Exercise goal | The line containing "Exercise. Mark the court" marks where to begin. Write out that line and every line after it exactly, through the last line below.

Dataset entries
* * * * *
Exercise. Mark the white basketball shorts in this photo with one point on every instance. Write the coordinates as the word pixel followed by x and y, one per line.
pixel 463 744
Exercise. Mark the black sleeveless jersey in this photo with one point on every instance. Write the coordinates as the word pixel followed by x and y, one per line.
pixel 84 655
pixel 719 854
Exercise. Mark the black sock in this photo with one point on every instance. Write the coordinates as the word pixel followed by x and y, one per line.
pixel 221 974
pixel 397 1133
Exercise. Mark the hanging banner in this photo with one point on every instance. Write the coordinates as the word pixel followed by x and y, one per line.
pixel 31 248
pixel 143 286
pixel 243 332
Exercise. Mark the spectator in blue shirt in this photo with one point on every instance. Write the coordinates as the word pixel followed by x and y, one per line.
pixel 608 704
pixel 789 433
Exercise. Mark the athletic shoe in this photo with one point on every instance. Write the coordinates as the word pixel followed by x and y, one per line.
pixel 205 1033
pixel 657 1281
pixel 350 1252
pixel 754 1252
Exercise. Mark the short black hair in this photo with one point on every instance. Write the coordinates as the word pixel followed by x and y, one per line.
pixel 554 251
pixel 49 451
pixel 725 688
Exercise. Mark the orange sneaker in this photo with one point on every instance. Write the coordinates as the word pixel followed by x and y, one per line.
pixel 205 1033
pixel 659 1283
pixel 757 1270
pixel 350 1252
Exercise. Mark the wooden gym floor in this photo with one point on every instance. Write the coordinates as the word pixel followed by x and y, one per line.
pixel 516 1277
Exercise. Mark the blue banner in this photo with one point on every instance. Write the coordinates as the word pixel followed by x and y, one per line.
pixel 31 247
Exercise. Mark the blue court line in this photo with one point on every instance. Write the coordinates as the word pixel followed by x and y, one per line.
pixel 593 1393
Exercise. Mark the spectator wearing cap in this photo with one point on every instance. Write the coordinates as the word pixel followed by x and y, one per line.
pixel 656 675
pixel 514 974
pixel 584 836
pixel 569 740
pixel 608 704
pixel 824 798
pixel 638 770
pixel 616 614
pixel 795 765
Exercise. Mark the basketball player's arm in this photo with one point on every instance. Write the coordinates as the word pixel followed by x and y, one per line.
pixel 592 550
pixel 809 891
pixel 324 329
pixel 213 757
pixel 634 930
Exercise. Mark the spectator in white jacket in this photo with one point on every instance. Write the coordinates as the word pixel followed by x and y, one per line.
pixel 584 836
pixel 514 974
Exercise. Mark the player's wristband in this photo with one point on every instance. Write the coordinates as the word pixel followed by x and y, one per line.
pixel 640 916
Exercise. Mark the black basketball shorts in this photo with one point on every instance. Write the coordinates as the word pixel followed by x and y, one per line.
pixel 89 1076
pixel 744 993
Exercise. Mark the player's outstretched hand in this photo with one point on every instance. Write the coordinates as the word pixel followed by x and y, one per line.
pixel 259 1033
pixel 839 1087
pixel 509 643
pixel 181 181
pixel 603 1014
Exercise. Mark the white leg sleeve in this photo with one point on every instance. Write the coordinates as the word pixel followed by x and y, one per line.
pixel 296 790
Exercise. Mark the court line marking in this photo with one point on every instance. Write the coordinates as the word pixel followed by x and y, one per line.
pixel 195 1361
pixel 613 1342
* * * * *
Task response |
Exercise. Mark the court line marking in this photo with one point on every instance. Write the coordinates as the word pixel followed by x and y, one per line.
pixel 195 1361
pixel 613 1342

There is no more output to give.